▶ _SELECTED EXTRACT_:

"""

Issue No.15
Contents:
1. GENERAL NEWS
A. WTO AND UNEP ESTABLISH DEEPER COOPERATIVE LINKAGES
B. WHO OWNS THE SKY?
C. GLOBAL CHANGE AND CLIMATE CHANGE LINKS
2. THE CLIMATE CHALLENGE TO INFORMATION AND COMMUNICATION TECHNOLOGY ICT
A. E-Commerce in the USA
B. E-Commerce in the Future
C. Telematics in Europe
1. GENERAL NEWS
Quote of the week: "The more important a technology is for the
environment, the less it looks like anything having to do with traditional environmental
activity. ...Our society is poorly equipped to understand or encourage this,"
Braden Allenby of AT&T (see Story 2B below)
A. WTO AND UNEP ESTABLISH DEEPER COOPERATIVE LINKAGES
Will trade policy continue to upstage climate policy after Seattle? The Centre for Trade
and Sustainable Development ICTSD in Geneva, Switzerland, offers a coherent compilation of
opinions entitled "The Aftermath of Seattle: A Summary of Competing Claims", http://www.ictsd.org/html/weekly/story5.15-12-99.htm
In its previous briefing, ICTSD reported on a key issue to which an answer had been
pending ever since our London conference report (Computers and Climate
1(1999)4), and reporting from a conference that was announced in our calendar.

"""

▶ _SET TASK A_: For each statement below, say whether it agrees with the newsletter issue, answering yes or no and quoting the words from the newsletter issue that decide it. (i) The quote of the week is attributed to Braden Allenby of AT&T. (ii) The ICTSD is based in Geneva, Switzerland. (iii) Section 2 of the contents lists a story about telematics in Asia.
▶ _SET TASK B_: Pick up the newsletter issue after its last sentence and continue writing it.

▶ _DATASET SECTION_:
"""

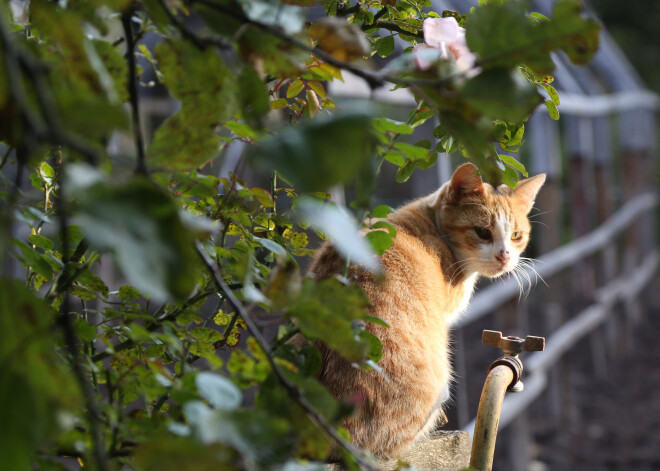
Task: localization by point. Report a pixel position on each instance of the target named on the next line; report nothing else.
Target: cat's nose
(503, 256)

"""

▶ _OUTPUT A_:
(i) Yes: "Braden Allenby of AT&T"
(ii) Yes: "ICTSD in Geneva, Switzerland"
(iii) No: "C. Telematics in Europe"

▶ _OUTPUT B_:
Executive-Director of the UN Environment Programme (UNEP) Klaus Töpfer and WTO
Director-General Mike Moore met on 29 November to discuss the working relationship between
UNEP and the WTO. "UNEP is committed to this co-operation," noted Töpfer,
"especially with respect to capacity-building for developing countries." Both
Directors acknowledged that multilateral environmental agreements (MEAs) have equal status
with WTO rules, though Moore remarked that this remains an untested area that UNEP could
assist in clarifying. Töpfer argued that MEAs should be linked with the WTO.
According to a WTO press release, co-operation between the two secretariats will include
the provision and exchange of relevant non-confidential information, including access to
trade-related environmental databases, and reciprocal representation at meetings of a
non-confidential nature. UNEP will also be playing a role in mainstreaming environmental
considerations within the WTO, particularly for developing countries. "We need to
ensure developing countries that environmental laws and the precautionary principle are
not green protectionism; this can be achieved with more emphasis on confidence-building
measures."
This echoed a key conclusion reached by a grouping of prominent environmental
organisations that met on 29 November to forge a strategy for the Ministerial discussions.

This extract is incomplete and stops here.